Prompt = Copy the data exactly; pictures stay out of the copy.

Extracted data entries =
* * * *
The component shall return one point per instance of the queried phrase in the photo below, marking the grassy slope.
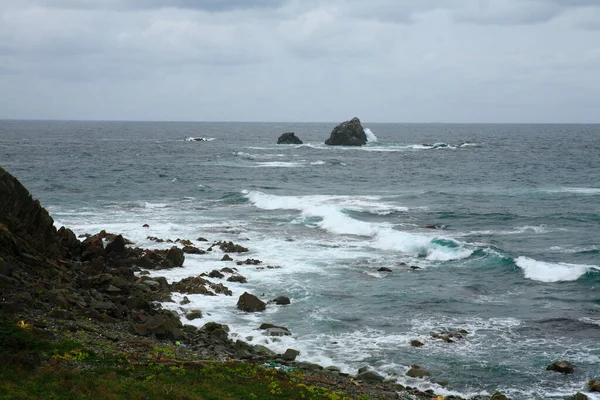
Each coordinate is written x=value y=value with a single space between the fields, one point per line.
x=33 y=368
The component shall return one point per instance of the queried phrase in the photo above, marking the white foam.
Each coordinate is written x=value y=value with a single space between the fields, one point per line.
x=552 y=272
x=329 y=209
x=371 y=138
x=575 y=190
x=278 y=164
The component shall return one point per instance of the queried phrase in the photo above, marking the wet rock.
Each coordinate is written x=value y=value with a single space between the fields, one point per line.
x=281 y=301
x=192 y=250
x=237 y=278
x=175 y=256
x=163 y=326
x=117 y=245
x=195 y=314
x=249 y=261
x=594 y=385
x=564 y=367
x=230 y=247
x=250 y=303
x=370 y=377
x=215 y=274
x=199 y=285
x=450 y=336
x=290 y=355
x=184 y=242
x=417 y=372
x=348 y=133
x=288 y=138
x=185 y=301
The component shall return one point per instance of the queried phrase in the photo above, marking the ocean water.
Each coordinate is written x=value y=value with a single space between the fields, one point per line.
x=517 y=265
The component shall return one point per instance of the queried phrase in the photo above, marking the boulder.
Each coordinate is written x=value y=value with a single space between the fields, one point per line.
x=250 y=303
x=163 y=326
x=594 y=385
x=562 y=366
x=237 y=278
x=195 y=314
x=348 y=133
x=281 y=301
x=175 y=255
x=370 y=377
x=290 y=355
x=289 y=138
x=417 y=372
x=579 y=396
x=117 y=245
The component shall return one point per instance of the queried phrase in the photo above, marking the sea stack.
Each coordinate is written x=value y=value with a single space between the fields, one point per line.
x=289 y=138
x=348 y=133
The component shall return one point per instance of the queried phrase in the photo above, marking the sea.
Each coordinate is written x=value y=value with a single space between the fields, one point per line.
x=514 y=258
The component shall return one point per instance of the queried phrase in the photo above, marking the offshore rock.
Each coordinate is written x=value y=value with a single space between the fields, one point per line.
x=348 y=133
x=564 y=367
x=289 y=138
x=250 y=303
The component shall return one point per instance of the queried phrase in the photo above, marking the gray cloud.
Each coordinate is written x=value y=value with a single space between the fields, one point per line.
x=204 y=5
x=301 y=60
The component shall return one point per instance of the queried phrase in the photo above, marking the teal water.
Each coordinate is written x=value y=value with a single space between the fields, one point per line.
x=516 y=265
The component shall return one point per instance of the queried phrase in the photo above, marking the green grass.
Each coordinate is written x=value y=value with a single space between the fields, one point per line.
x=33 y=368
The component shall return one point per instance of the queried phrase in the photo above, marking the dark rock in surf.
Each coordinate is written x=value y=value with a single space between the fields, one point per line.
x=175 y=255
x=594 y=385
x=289 y=138
x=281 y=301
x=417 y=372
x=370 y=377
x=348 y=133
x=250 y=303
x=499 y=396
x=562 y=366
x=116 y=246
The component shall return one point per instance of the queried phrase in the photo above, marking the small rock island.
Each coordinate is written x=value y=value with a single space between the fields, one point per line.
* * * *
Solution to this task =
The component shall return one point per instance of the queried phrase in the photo below, marking the grassy slope.
Each coordinate is written x=value y=value with a single space between the fields, one point per line.
x=33 y=368
The component shall return one point per instance of the queried phrase in the photo above, marking the white foam.
Each coordinate is written x=value y=value with a single space between the fields, one point per line.
x=552 y=272
x=329 y=209
x=371 y=138
x=575 y=190
x=278 y=164
The component shall return one point per instance of the queried phrase in the photo above, marking the wet rock.
Each coordinate is written x=value y=value with a single space between the fields, one point per line.
x=281 y=301
x=192 y=250
x=237 y=278
x=175 y=256
x=163 y=326
x=117 y=245
x=195 y=314
x=249 y=261
x=594 y=385
x=564 y=367
x=230 y=247
x=250 y=303
x=370 y=377
x=215 y=274
x=199 y=285
x=450 y=336
x=290 y=355
x=184 y=242
x=417 y=372
x=348 y=133
x=288 y=138
x=185 y=301
The component shall return one point per instance of the queried phrase in the photo above, marking the ocean water.
Each coordinate is written x=value y=value with a single space between the fields, one point per line.
x=517 y=265
The component shall return one point per instance of the queried phrase in the photo above, marking the boulder.
Each coordinate is written x=value y=value with a single space between the fields, one point per line.
x=250 y=303
x=163 y=326
x=594 y=385
x=562 y=366
x=237 y=278
x=195 y=314
x=348 y=133
x=281 y=301
x=175 y=255
x=370 y=377
x=290 y=355
x=289 y=138
x=417 y=372
x=579 y=396
x=117 y=245
The component shall return one point per instance of the queried phrase in the photo above, marking the sea stack.
Each coordinate is written x=value y=value with a single space between the fields, one point per line.
x=289 y=138
x=348 y=133
The component shall return one point per instance of the queried phrase in the photo above, marking the sea.
Each coordinate is written x=value y=value with a single space between the fields, one point per line.
x=514 y=258
The component shall return one point per instance of the queried phrase in the photo above, marking the offshore rock.
Each coordinate is written x=value y=value with a single space between the fields, one point per line.
x=348 y=133
x=564 y=367
x=289 y=138
x=250 y=303
The component shall return one point per instance of the queried phrase in the photo above, marking the gray cloud.
Each coordinate is written x=value y=value with a single space between the fields, one point per line.
x=204 y=5
x=301 y=60
The component shall return one point per instance of the queried phrase in the photo above, marking the teal water.
Each coordinate is written x=value y=value with a single space between the fields, one point per line.
x=516 y=265
The component shall return one point per instance of the queried phrase in the photo above, marking the green grass.
Each coordinate is written x=value y=value with a single space between the fields, one point per line.
x=33 y=368
The component shall return one point per instance of the queried phrase in the photo above, marking the dark rock in surf.
Each coordinate is written x=value y=value with a single space between the fields, one point per line.
x=175 y=255
x=594 y=385
x=289 y=138
x=281 y=301
x=417 y=372
x=370 y=377
x=348 y=133
x=250 y=303
x=499 y=396
x=562 y=366
x=116 y=246
The component shall return one point per instance of the queried phrase in the photo above, marking the small rock island.
Each coordinate is written x=value y=value with a single space between the fields, one point per line.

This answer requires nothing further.